== Source listing ==
○ ○ ○ ○
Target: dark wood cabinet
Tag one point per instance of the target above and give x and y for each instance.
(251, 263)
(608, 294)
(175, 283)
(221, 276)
○ ○ ○ ○
== WORK TO COMPLETE ==
Reproduce the listing above line for line, with no changes.

== RESULT FOR THIS EXERCISE ==
Target: dark wood cabinet
Tag one point per instance of the target above and give x and y for each instance.
(251, 263)
(608, 294)
(175, 283)
(221, 276)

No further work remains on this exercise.